:: SUPPLIED TEXT ::
Energy Policy Advocates Asks Court to Compel MA AG Healey to Release Records re Bloomberg-Funded Special Assistant AGs - Climate Litigation Watch

Energy Policy Advocates Asks Court to Compel MA AG Healey to Release Records re Bloomberg-Funded Special Assistant AGs

On the same day the United States Supreme Court agreed to hear an important, related case, with local counsel Tim Cornell of Cornell Dolan, P.C., the public interest law firm Government Accountability & Oversight, P.C. (GAO) filed a motion with the Suffolk County Superior Court seeking summary judgment against Massachusetts Attorney General Maura Healey’s Office (OAG), for its refusal to release public records that would shed light on the use of law enforcement at the request of private parties, and to advance private interests, particularly those of a major political donor. The memorandum in support can be read here.

Specifically, the nonprofit group Energy Policy Advocates (EPA) seeks release in full of eleven records which OAG is still withholding in part, all of which relate to AG Healey’s work with billionaire activist and major Democratic Party donor Michael Bloomberg. In August 2018, AG Healey took over recruiting of state attorneys general for a “State Impact Center” Bloomberg created to hire and place “Special Assistant Attorneys General” (SAAGs) in, and provide public relations resources and counsel to, friendly AG offices to pursue matters of concern to the donor. 

Healey has brought two Bloomberg SAAGs into the Commonwealth’s top legal office under this unprecedented arrangement, which has been the subject of great controversy. Virginia’s legislature acted not once, but twice, to ban its AG, Mark Herring, from following through on his written promise to use his office “to advance the agenda represented by” Bloomberg’s group. Oregon’s legislative counsel declared that the scheme violates its own state law. Maryland’s AG brought on three “pro bono” [sic] SAAGs hired by Bloomberg’s group – at six-figure salaries plus benefits and (almost immediate) raises. The public deserves to see AG Healey’s statements made to a major financier of her political party in order to obtain privately funded prosecutors, installed to push an agenda.

:: SHORT PROBLEM A ::
In the article on Energy Policy Advocates' court motion, how many records does the group want released in full?
:: SHORT PROBLEM B ::
Summarize the article on Energy Policy Advocates' court motion in two sentences.
:: SHORT PROBLEM C ::
Write a continuation of the article on Energy Policy Advocates' court motion, starting after its final sentence.

:: DATA PROVIDED ::
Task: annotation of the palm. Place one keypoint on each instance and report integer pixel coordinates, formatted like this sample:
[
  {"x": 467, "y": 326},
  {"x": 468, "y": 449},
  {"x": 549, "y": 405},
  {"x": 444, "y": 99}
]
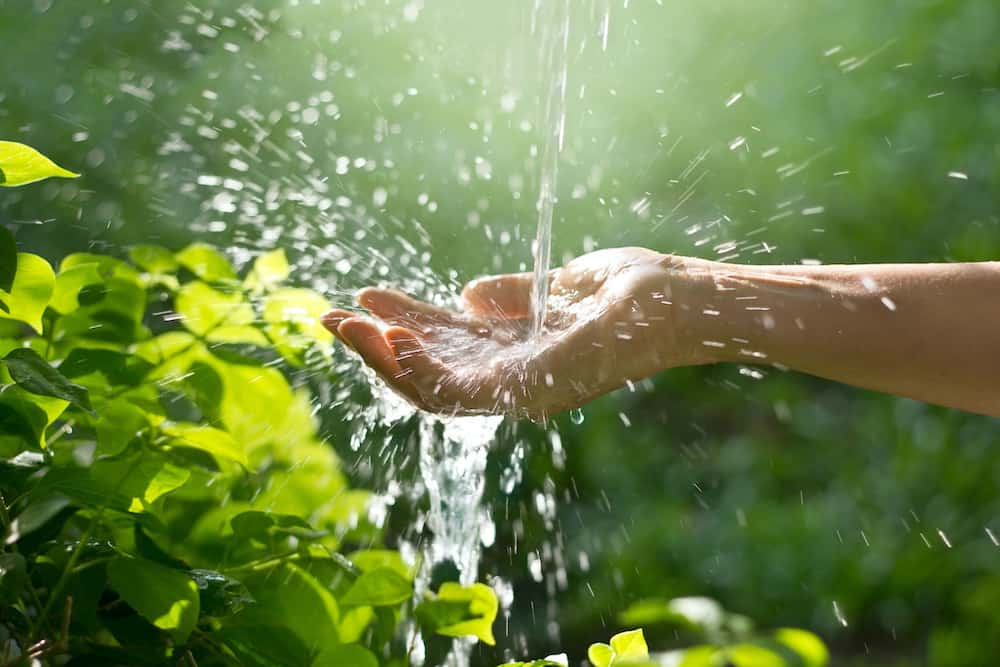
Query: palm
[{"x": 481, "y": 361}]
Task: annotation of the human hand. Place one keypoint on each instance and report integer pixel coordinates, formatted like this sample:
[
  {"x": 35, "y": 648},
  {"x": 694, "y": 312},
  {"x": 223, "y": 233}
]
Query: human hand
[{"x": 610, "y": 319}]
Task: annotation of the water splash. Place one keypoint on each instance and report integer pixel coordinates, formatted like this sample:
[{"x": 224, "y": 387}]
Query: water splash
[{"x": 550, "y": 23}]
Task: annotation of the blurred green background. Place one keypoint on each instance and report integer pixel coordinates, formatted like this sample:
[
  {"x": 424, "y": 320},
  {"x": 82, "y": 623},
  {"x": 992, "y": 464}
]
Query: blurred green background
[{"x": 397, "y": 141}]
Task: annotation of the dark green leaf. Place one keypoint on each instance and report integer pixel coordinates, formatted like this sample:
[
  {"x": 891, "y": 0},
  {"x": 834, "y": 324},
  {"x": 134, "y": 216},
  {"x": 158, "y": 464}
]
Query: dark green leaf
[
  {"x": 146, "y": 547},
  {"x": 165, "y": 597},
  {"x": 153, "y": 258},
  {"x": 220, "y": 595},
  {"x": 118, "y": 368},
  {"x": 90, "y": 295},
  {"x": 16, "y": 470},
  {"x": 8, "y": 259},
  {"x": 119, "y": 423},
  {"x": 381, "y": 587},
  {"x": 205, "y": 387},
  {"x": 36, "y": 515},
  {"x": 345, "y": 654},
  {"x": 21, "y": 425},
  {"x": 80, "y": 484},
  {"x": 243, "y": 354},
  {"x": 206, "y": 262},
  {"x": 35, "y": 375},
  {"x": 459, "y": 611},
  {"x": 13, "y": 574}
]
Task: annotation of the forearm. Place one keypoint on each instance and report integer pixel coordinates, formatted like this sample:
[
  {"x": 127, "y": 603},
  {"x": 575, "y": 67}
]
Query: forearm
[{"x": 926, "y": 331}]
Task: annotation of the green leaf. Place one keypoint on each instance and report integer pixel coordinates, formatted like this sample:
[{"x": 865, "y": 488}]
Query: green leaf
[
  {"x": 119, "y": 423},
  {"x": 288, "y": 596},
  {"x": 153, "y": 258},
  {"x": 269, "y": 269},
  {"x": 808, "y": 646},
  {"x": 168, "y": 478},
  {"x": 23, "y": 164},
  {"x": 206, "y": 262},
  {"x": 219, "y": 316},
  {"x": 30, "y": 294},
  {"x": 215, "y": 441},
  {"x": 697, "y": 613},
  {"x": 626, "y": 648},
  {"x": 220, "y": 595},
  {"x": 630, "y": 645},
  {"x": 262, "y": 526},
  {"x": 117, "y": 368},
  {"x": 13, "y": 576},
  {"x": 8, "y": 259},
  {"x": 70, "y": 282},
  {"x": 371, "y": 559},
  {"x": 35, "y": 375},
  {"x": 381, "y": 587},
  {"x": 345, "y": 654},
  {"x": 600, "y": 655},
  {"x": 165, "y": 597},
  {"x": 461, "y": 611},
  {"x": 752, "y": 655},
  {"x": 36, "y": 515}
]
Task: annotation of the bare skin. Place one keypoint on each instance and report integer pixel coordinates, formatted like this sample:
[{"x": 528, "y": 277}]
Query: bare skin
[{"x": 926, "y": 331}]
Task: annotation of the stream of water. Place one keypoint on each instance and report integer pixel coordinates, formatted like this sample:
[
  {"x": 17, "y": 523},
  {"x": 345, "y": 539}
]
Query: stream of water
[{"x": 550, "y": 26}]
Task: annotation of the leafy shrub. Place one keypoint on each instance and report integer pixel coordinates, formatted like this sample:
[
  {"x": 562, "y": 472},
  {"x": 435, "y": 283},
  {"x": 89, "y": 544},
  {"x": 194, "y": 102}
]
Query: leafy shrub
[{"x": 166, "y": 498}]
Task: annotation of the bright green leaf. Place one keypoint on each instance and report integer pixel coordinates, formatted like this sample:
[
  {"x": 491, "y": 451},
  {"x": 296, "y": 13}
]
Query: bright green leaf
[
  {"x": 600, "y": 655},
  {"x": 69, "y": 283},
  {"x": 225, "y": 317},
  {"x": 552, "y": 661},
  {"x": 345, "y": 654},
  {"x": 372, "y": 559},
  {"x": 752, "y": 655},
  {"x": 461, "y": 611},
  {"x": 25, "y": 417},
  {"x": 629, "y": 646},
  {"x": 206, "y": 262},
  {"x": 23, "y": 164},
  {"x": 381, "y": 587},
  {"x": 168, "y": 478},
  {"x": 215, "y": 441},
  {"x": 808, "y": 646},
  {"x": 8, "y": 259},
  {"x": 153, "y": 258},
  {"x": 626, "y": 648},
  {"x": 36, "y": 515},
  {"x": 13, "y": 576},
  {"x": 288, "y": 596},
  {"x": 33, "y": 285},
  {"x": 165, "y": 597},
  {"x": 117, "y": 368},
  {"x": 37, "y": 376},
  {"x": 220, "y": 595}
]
--
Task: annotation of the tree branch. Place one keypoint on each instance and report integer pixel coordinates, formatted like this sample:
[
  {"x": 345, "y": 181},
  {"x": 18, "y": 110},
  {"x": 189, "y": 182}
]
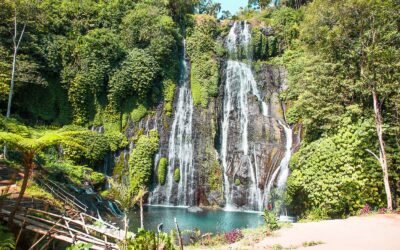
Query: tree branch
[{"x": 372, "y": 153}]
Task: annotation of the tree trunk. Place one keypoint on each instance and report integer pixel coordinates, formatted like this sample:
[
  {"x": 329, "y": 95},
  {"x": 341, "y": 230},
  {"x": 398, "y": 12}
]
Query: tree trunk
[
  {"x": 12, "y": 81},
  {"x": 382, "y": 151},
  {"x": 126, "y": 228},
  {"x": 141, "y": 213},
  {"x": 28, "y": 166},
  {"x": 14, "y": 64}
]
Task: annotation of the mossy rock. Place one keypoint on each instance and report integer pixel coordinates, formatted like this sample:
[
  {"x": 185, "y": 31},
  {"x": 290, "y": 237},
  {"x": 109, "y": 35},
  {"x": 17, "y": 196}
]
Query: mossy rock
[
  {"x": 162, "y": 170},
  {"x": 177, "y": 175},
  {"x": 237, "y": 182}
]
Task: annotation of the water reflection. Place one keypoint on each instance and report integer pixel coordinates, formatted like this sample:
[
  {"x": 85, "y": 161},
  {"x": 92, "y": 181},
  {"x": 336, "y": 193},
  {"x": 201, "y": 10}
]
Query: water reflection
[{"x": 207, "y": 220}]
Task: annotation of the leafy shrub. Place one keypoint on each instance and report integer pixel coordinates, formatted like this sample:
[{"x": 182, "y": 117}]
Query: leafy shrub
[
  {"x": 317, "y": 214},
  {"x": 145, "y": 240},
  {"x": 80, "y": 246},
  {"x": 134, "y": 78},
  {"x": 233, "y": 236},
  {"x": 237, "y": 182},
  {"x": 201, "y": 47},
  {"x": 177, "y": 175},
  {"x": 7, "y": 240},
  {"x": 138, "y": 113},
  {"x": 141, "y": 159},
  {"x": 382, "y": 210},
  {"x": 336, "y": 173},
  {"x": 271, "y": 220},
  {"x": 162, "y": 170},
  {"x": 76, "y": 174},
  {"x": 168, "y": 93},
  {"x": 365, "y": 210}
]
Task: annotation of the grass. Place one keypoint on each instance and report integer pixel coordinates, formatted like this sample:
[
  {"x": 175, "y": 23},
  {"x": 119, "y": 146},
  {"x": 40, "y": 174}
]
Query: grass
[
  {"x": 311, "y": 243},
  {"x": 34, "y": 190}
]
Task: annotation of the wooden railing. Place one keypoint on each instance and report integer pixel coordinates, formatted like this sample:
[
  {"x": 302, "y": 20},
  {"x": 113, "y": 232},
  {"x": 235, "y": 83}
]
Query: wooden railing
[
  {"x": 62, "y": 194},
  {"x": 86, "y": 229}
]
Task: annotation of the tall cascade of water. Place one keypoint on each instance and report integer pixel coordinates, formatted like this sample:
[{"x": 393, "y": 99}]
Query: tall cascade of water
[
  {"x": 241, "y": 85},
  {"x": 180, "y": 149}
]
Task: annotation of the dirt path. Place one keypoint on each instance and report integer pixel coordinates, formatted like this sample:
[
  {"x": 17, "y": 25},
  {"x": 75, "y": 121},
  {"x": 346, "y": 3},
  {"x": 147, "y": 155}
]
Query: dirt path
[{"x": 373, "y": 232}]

:: EXERCISE RESULT A ::
Eleven records, which the attorney general's office is still withholding in part.

:: EXERCISE RESULT B ::
Through the public interest law firm Government Accountability & Oversight, Energy Policy Advocates has asked a Suffolk County court to compel Massachusetts Attorney General Maura Healey's office to release in full eleven partially withheld records about her work with Michael Bloomberg. The records concern Bloomberg's State Impact Center, which places privately funded Special Assistant Attorneys General in friendly AG offices, an arrangement that has drawn controversy and legislative pushback in states such as Virginia and Oregon.

:: EXERCISE RESULT C ::
Healey at first refused to release even one record reflecting how her Office came into the deal and what it promised Bloomberg’s group in return, such as her “application” for the private resources. The lawsuit as originally filed also complained of Healey’s refusal to produce six pages of emails about a briefing by plaintiffs’ “climate nuisance” lawyer Matt Pawa, notorious for seeking “a single sympathetic attorney general” to investigate private parties and subpoena private records in order to give a boost to his tort litigation campaign. That pitch to Healey’s attorneys apparently was successful.

OAG abandoned spurious claims of privilege for those records once EPA sued. The released records prompted further requests seeking details about OAG’s relationship with Pawa, and a pressure group Pawa confessed he was coordinating with on his pitch, Conservation Law Foundation (those requests are now also in litigation brought by EPA). CLF has direct ties to the Bloomberg arrangement, as EPA noted in this most recent filing:

[T]he Bloomberg Center/SEEIC has two SAAGs pursuing this agenda out of OAG at present, one of whom is named Megan Herzog. Ms. Herzog is a former staff attorney with The Conservation Law Foundation which is the group that – records released in this matter document – coordinated with Matt Pawa on “the Exxon issue” and Pawa’s briefing of OAG. OAG is withholding discussion of why bringing Ms. Herzog in in this capacity.

That email is among the 11 pages involving the Bloomberg arrangement whose redaction EPA challenges, among over 300 pages OAG released, again only after being sued.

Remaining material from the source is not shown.